┌─ ИЗВЛЕЧЁННЫЙ ТЕКСТ

— Нет, это рискованно для меня. Это кончится плохо.
Елена Сергеевна прячет в дневник ту же мысль, выраженную обстоятельней и пространней:
— Я никогда не пойду на это. Мне это невыгодно делать. Это опасно для меня. Я знаю всё наперёд, что произойдёт. Меня травят — я даже знаю, кто — драматурги, журналисты...
Опасно? Рискованно? Да отчего? Около трёх уже лет он обдумывает эту своеобразную пьесу. В этом интимном ночном разговоре с Виленкиным, с Марковым он признается, что из новой пьесы уже мерещится многое, то есть он уже вполне представляет направление, самый смысл и характер её. Что же мерещится? Апофеоз? Тогда в чём же опасность, откуда же риск? Забросают цветами, орден нацепят на грудь, дачу построят, отпустят в Париж, апофеозы нынче в чрезвычайной цене.
В том-то и дело, что после всех этих длительных и кропотливых обдумываний, прошедших после позорного разгрома оперы “Леди Макбет”, вовсе мерещится не апофеоз, хотя в разговорах он и называет постоянно товарища Сталина своей пьесы героем и опять собирается пьесу писать на романтический лад. Мерещится всё-таки пьеса-разоблачение. Да, несомненно, герой, однако герой в одном уже достаточно богатом и длинном ряду с Петлюрой, Людовиком, Николаем, Тиберием, Иваном Васильевичем и Герцогом, выставленном на этих днях в “Дон Кихоте”. Это уже не простая опасность, это дерзость и риск. Такого героя писать — прямо совать свою голову в петлю, по меньшей мере готовить себя в лагеря.

└─
┌─ ИСХОДНЫЕ ЗАПИСИ

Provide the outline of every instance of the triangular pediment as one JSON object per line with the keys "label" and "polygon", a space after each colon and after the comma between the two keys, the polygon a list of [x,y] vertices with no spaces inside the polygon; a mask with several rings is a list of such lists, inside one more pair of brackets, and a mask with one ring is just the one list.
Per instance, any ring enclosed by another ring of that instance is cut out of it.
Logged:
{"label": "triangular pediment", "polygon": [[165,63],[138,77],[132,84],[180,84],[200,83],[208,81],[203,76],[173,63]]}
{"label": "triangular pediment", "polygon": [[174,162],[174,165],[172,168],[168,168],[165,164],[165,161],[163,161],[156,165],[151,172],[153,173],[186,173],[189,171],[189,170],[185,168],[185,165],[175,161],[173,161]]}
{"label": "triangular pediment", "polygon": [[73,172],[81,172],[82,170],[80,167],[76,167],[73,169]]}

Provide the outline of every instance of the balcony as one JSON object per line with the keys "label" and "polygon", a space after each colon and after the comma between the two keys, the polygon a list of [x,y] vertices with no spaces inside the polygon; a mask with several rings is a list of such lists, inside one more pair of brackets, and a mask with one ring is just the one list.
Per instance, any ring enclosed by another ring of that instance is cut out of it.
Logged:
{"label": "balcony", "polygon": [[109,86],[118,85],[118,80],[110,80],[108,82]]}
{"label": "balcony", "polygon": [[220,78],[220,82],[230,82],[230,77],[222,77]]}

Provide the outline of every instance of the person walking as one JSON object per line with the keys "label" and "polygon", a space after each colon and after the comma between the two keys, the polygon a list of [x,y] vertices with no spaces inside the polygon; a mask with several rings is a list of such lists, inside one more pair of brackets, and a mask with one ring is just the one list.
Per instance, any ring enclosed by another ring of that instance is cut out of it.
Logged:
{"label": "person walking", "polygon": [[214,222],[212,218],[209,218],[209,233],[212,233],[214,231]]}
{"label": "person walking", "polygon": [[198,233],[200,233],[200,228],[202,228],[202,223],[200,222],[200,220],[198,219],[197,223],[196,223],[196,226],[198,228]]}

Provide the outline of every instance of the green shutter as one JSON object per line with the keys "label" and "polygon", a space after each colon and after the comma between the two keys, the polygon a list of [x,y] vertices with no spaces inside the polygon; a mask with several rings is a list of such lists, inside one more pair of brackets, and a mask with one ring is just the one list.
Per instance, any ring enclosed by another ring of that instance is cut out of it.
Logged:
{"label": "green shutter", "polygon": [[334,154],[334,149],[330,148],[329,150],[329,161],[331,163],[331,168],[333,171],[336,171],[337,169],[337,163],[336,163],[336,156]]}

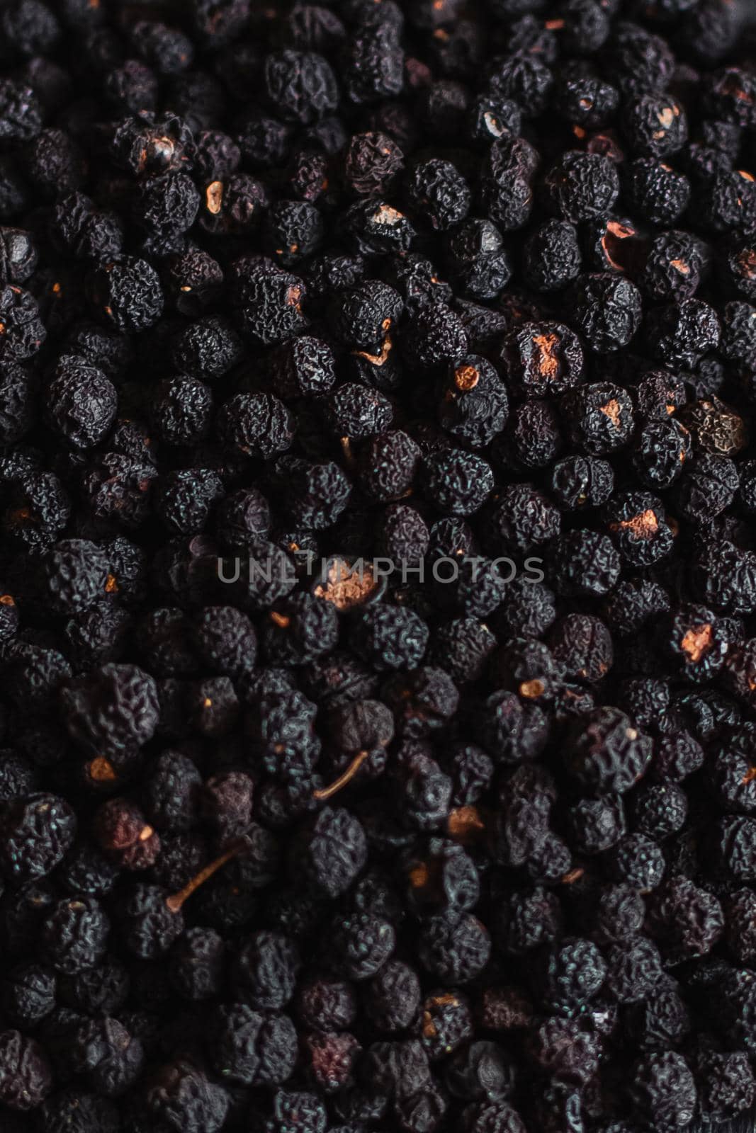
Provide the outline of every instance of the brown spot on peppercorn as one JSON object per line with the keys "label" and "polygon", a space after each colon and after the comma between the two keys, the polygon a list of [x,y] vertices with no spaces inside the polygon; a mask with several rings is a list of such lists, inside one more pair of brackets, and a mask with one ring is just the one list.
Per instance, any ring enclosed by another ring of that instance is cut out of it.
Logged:
{"label": "brown spot on peppercorn", "polygon": [[557,377],[559,373],[559,358],[554,351],[559,346],[559,337],[553,333],[534,334],[533,342],[541,355],[538,358],[538,372],[549,380]]}
{"label": "brown spot on peppercorn", "polygon": [[458,366],[455,370],[455,385],[466,392],[474,390],[481,380],[481,373],[475,366]]}
{"label": "brown spot on peppercorn", "polygon": [[223,204],[223,182],[222,181],[211,181],[205,189],[205,205],[207,212],[216,216],[221,211],[221,205]]}
{"label": "brown spot on peppercorn", "polygon": [[331,563],[325,585],[315,587],[315,596],[331,602],[337,610],[349,610],[369,597],[375,579],[369,568],[352,570],[342,559]]}
{"label": "brown spot on peppercorn", "polygon": [[118,778],[113,765],[104,756],[93,759],[87,766],[87,772],[94,783],[113,783]]}
{"label": "brown spot on peppercorn", "polygon": [[414,869],[410,869],[409,884],[414,889],[422,889],[423,886],[427,885],[430,876],[427,866],[425,862],[421,862],[419,866],[415,866]]}
{"label": "brown spot on peppercorn", "polygon": [[632,516],[631,519],[621,519],[618,523],[610,523],[611,531],[629,531],[636,539],[653,539],[659,530],[659,519],[653,508]]}
{"label": "brown spot on peppercorn", "polygon": [[341,451],[343,453],[343,459],[347,462],[347,467],[351,468],[355,463],[355,454],[351,451],[351,441],[348,436],[342,436],[339,440],[339,444],[341,445]]}
{"label": "brown spot on peppercorn", "polygon": [[750,280],[756,275],[756,250],[754,248],[746,248],[736,256],[736,263],[744,279]]}
{"label": "brown spot on peppercorn", "polygon": [[477,807],[456,807],[449,811],[447,833],[456,842],[472,842],[485,830],[485,823]]}
{"label": "brown spot on peppercorn", "polygon": [[381,205],[377,212],[373,213],[375,224],[398,224],[404,219],[404,213],[400,213],[398,208],[392,208],[391,205]]}
{"label": "brown spot on peppercorn", "polygon": [[620,417],[622,415],[622,407],[620,406],[617,398],[612,398],[610,401],[606,402],[605,406],[598,406],[598,409],[604,415],[604,417],[609,417],[614,428],[620,427]]}
{"label": "brown spot on peppercorn", "polygon": [[[391,321],[387,318],[384,320],[384,322],[390,323]],[[389,353],[391,352],[392,346],[393,343],[389,338],[389,335],[387,334],[385,339],[383,340],[383,346],[381,347],[380,355],[368,353],[367,350],[355,350],[352,352],[356,358],[364,358],[366,361],[372,363],[373,366],[383,366],[383,364],[389,357]]]}
{"label": "brown spot on peppercorn", "polygon": [[682,651],[688,655],[688,661],[694,665],[700,661],[711,648],[713,636],[711,625],[694,625],[689,629],[680,642]]}

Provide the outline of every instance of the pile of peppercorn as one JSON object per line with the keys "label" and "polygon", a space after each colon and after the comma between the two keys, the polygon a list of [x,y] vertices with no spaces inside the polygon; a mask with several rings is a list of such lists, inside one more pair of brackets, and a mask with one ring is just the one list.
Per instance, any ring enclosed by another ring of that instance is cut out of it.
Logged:
{"label": "pile of peppercorn", "polygon": [[0,0],[1,1133],[750,1109],[741,16]]}

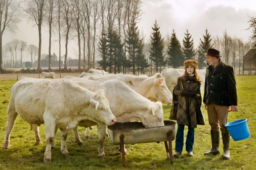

└─

◆ **ЧТО СДЕЛАТЬ**:
Продолжите текст о замысле пьесы про товарища Сталина, начав сразу после его последнего предложения.

◆ **ОТВЕТ К ЗАДАНИЮ**:
Разумеется, в такие подробности он не пускается, да его собеседники и не нуждаются в них, поскольку они-то не рискуют ничем: разрешат — так поставят, не разрешат — так и ставить не станут, а ответ держать, как всегда, придётся ему одному, и на этот раз вероятней всего, это будет кровавый ответ. С тем большей настойчивостью пытаются они вызвать в его доброй душе сострадание, обрисовывая печальную картину гибели МХАТа. Спасти знаменитый театр может только замечательная и непременно современная пьеса, как выражается опытный Марков, это должен быть ещё один “Бег”, только на современную тему.
Уходят ни с чем, продолжают звонить, приходят в другой раз, уверяют, что обстановка в стране изменилась, что именно сейчас ему и нужно выступить с новой, значительной вещью. Федя Михальский звонит, тоже песню заводит о пьесе.
Наконец в последних числах хмурого ноября, нарушая свою страшную клятву, Михаил Афанасьевич отправляется в Художественный театр и ведёт тяжёлые переговоры с директором, новым опять, в какой раз. Боярский очень резко бросается в бой:
— Начнём с того, какую новую пьесу вы могли бы нам дать?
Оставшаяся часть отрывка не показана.